Seattle Culture
Seattle Doctor: Quit Drinking Now
Atossa Therapeutics founder Dr. Steven Quay praises the Surgeon General’s report warning of the dangers of alcohol
By Rob Smith January 7, 2025

Dr. Steven Quay has a simple, direct message to those who drink alcohol: Stop. It’s bad for you, even in moderation.
Quay, M.D., Ph.D., is the founder of Seattle’s Atossa Therapeutics, a clinical-stage biopharmaceutical company specializing in the prevention of breast cancer. He has spent 30 years in medical research, founded half-a dozen startups, and holds 91 patents in 22 fields of medicine.
Quay has long known about the role alcohol plays in breast cancer and many other diseases. Alcohol is now the third leading preventable cause of cancer, and is tied to almost 100,000 cases annually, including 44,180 breast cancer cases. He praises U.S. Surgeon General Vivek Murthy’s war on alcohol as Murthy completes his term as the nation’s top health educator. Even one or fewer drinks per day increases the risk of breast, mouth and throat cancers.
Late last week, Murthy released an advisory report, “Alcohol and Cancer Risk,” highlighting alcohol use as a leading preventable cause of cancer in the country. He called for updating health warning labels on alcoholic beverages to make them more visible and prominent, noting that surveys show that less than half of Americans aren’t aware that even minimal alcohol consumption increases the risk of cancer. The advisory also seeks to strengthen and expand education efforts, inform patients in clinical settings about risks, and incorporate alcohol-reduction strategies into public cancer-prevention initiatives.
Seattle magazine caught up with Quay after the blockbuster report was released Friday.
There are already warning labels on alcoholic beverages. Why release this advisory now?
There’s a history where when the surgeon general kind of makes one of these proclamations, bigger things happen. I believe is the first time it’s been recognized at that level. If it does anything like cigarettes, AIDS or alcohol-related traffic accidents, it could have an impact.
Does alcohol cause cancer as much as smoking cigarettes?
It probably doesn’t. That’s going to be one of the harder things of getting this widely adopted. It’s important, but it isn’t earth-shattering. (The report says) that 80% to 90% of Americans knew that asbestos, radiation or cigarettes were associated with cancer. With alcohol, it was around only 45%.
Could we start to see billboards and other major advertisements warning against alcohol? Is this something that can gain momentum?

◆ **Problem description**
Pick up the interview on alcohol and cancer after its last line and keep it going. These items have no connection to the interview on alcohol and cancer.

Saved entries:
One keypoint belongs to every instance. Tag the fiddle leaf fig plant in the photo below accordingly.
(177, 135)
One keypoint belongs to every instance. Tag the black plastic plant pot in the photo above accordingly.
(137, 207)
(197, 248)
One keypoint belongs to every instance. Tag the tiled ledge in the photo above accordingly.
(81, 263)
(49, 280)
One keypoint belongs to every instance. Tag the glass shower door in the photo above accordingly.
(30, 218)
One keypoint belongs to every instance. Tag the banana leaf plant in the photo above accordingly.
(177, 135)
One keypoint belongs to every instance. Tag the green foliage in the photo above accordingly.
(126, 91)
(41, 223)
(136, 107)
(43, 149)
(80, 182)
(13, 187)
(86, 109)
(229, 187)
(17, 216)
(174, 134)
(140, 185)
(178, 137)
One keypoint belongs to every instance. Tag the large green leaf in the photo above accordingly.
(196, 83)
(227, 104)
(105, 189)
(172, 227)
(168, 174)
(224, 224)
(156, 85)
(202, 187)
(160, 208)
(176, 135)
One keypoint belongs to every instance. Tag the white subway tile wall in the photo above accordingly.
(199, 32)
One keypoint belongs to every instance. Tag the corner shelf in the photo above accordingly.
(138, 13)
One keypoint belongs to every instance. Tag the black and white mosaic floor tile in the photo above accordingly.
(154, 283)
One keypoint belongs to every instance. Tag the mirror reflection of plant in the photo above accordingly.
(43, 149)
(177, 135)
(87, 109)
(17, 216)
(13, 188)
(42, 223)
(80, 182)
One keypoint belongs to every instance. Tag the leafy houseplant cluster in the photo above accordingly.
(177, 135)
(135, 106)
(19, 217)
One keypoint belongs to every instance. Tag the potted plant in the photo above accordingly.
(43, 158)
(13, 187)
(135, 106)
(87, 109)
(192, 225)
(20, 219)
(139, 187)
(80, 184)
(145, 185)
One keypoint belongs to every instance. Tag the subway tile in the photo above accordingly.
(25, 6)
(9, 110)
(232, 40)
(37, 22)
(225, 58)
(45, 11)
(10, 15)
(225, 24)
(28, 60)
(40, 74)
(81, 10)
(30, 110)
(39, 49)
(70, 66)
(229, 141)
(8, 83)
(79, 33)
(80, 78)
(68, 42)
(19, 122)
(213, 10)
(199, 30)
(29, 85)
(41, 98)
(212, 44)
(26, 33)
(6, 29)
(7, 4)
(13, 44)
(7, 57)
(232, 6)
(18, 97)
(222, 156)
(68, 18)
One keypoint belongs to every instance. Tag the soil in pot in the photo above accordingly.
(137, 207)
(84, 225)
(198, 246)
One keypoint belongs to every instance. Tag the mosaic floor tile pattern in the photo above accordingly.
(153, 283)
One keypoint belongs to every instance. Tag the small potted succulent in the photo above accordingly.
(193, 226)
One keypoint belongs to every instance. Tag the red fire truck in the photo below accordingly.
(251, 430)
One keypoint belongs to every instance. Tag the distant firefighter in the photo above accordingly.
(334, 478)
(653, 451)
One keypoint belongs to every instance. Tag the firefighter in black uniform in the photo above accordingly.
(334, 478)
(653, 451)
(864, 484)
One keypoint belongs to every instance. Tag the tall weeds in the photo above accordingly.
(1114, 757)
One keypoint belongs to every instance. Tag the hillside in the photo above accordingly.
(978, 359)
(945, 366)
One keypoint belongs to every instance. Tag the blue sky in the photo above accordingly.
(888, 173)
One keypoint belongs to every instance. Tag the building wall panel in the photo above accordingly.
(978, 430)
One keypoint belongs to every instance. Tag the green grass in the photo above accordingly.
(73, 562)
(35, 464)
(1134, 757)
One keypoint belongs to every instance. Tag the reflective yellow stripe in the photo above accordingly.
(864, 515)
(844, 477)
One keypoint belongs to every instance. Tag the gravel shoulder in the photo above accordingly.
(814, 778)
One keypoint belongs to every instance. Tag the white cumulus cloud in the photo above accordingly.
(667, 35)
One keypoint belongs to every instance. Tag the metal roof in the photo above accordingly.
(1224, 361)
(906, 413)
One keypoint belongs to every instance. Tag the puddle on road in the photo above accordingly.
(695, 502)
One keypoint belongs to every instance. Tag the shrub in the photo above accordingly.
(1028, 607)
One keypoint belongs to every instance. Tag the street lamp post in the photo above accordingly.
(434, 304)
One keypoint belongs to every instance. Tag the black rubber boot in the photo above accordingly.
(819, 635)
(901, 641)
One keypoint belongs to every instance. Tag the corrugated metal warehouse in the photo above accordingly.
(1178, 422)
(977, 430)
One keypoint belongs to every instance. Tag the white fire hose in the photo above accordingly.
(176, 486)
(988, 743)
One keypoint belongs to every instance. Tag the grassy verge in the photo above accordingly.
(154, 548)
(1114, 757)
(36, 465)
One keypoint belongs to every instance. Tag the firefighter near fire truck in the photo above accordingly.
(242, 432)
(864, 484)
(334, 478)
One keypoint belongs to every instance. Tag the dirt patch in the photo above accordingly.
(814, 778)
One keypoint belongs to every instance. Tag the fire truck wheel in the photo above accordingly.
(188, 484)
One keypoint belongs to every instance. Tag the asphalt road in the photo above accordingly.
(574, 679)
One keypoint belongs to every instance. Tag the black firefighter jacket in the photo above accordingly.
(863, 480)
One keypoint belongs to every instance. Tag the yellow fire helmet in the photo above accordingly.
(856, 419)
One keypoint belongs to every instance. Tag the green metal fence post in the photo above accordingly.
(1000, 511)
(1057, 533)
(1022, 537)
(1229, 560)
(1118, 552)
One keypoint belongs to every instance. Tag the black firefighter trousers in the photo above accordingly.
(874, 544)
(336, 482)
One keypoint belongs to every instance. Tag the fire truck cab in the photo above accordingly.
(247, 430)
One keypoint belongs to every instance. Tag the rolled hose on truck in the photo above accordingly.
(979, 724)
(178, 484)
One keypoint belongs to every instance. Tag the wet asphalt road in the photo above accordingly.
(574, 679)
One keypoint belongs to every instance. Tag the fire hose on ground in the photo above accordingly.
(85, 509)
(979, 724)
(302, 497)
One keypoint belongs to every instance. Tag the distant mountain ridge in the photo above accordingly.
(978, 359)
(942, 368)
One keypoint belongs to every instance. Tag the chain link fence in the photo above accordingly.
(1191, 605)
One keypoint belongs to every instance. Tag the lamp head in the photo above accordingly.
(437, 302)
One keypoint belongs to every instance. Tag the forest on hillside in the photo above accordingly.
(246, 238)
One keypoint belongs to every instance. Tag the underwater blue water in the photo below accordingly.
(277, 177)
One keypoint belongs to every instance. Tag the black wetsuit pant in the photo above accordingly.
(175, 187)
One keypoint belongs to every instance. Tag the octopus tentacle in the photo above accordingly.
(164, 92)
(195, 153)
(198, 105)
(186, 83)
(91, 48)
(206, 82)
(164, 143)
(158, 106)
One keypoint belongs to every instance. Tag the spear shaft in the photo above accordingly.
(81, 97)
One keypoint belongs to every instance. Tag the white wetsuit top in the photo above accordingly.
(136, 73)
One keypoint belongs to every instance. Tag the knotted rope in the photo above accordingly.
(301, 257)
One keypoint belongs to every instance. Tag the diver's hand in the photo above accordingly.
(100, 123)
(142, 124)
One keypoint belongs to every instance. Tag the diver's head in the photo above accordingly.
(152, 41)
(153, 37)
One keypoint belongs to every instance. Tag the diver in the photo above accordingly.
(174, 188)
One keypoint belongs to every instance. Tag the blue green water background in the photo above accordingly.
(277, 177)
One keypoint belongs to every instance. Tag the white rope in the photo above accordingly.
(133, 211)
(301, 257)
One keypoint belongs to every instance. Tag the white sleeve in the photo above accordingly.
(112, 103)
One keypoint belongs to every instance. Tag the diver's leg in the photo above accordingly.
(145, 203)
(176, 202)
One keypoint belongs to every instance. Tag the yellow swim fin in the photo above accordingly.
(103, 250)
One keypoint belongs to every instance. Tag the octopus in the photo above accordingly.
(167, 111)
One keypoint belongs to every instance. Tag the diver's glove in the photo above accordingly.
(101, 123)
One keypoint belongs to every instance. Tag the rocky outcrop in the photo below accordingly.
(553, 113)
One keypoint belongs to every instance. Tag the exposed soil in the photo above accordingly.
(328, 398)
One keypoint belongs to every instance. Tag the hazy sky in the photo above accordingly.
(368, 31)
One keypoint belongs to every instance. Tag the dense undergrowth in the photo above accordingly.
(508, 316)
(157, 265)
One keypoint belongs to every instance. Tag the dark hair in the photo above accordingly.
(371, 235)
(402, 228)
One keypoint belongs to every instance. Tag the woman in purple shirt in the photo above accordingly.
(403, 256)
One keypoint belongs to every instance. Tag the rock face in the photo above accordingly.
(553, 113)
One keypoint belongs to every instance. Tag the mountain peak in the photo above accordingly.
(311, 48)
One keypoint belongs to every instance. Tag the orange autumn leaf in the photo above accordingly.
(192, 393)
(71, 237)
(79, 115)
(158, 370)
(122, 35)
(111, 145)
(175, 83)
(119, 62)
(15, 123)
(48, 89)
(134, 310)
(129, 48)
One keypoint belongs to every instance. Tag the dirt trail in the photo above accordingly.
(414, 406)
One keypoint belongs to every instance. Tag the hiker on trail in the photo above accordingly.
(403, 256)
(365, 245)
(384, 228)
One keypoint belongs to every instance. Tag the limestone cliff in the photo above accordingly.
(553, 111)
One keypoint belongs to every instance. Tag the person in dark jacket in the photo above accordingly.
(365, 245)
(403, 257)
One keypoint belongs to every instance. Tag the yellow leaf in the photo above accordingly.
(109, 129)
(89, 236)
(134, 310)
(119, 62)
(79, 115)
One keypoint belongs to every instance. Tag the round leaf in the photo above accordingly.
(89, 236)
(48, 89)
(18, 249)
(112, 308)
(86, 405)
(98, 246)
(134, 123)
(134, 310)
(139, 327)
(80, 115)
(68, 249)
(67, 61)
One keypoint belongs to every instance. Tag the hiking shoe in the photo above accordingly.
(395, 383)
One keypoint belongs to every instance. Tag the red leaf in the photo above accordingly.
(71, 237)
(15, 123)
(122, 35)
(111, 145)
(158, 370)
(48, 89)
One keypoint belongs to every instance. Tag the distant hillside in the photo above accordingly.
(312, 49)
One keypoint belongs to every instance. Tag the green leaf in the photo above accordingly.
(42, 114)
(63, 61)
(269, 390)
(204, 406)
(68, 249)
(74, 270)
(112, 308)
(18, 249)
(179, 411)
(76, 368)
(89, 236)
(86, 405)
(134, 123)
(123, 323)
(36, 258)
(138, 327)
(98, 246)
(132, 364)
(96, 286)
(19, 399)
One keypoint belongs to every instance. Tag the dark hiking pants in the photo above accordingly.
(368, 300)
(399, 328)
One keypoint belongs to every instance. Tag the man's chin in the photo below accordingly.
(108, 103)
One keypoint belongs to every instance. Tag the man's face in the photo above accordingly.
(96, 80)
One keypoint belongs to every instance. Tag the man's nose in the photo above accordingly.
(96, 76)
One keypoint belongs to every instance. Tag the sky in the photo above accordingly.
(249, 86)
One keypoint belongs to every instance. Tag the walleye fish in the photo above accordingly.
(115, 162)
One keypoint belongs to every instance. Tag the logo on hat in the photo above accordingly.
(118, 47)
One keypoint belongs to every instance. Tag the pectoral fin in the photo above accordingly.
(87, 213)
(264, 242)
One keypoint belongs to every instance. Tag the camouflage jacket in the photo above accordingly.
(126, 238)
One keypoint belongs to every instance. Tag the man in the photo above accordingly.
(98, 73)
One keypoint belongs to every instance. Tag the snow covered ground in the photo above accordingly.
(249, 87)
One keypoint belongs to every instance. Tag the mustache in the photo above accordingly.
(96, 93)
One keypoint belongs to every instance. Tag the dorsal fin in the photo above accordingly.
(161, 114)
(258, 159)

◆ **Written response**
It might be. There’s an interesting history here. In 1957, the Surgeon General said there’s probably a link between cigarettes and cancer. In 1964, an actual advisory went out. But it wasn’t until 1999 when the Department of Justice sued all the tobacco companies, and that triggered a lot of class-action suits around the tobacco industry’s misrepresentation to the American people. I think the alcohol industry kind of needs to watch itself because there’s a playbook here that could really decimate them.
From a medical perspective, just how dangerous is alcohol?
The whole GI tract gets hit, everything from the mouth to the colon. The organ that metabolizes it, the liver, and then its effects on estrogen, which is in the breast. These were already pretty well known and established, at least to the medical community.
Medicine in the United States mostly focuses on treatment, not prevention. Could this advisory have far-reaching ramifications for the entire health care system?
Yes, absolutely. We do not emphasize prevention. Look at the National Cancer Institute, which I interact with a great deal of time. Ninety-seven percent of their budget is treating cancers. Only 3% is prevention. I mean, we make calendars of firefighters because they come in and stop the building from burning. We don’t make them with the people that install the smoke detectors. We are not mentally attuned to prevention, but it’s critical for all of health care, and we should be much more focused.
Is prevention discussed in medical school?
You know how much nutrition education you get? Zero. Really. And probably 55% to 65% of disease is nutrition related. We are too much focused on treating with pharmaceuticals and those sorts of things.
Final words of advice?
In (cutting out alcohol), don’t go to drinks that are high in both glucose and fructose. Fructose (found in many sodas, fruit juices and energy drinks) is such a bad sugar, and we drink so much of it. Just eat healthy foods, drink a lot of water, get your 6,000 steps in and, if you can, avoid alcohol.